TASK MATERIAL START

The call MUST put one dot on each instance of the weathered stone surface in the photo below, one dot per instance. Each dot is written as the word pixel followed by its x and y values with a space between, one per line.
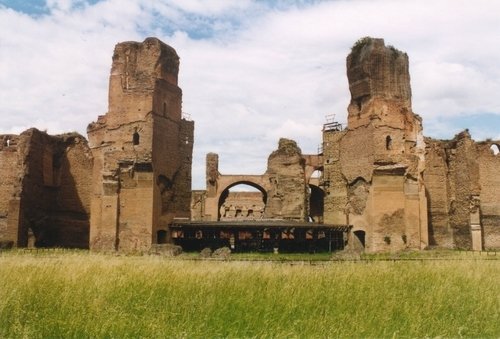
pixel 167 250
pixel 287 197
pixel 222 253
pixel 398 190
pixel 243 206
pixel 45 189
pixel 142 149
pixel 374 167
pixel 284 189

TASK MATERIAL END

* ACTIVITY:
Output the entries verbatim but drop the images.

* RESULT BELOW:
The call MUST put one dot on each instance of the weathered stone surface in the photo below, one dot per instance. Each dot is written as the word pixel followed by its x and y values with a space between, one per line.
pixel 167 250
pixel 287 197
pixel 222 253
pixel 398 190
pixel 243 206
pixel 45 189
pixel 142 149
pixel 374 167
pixel 284 189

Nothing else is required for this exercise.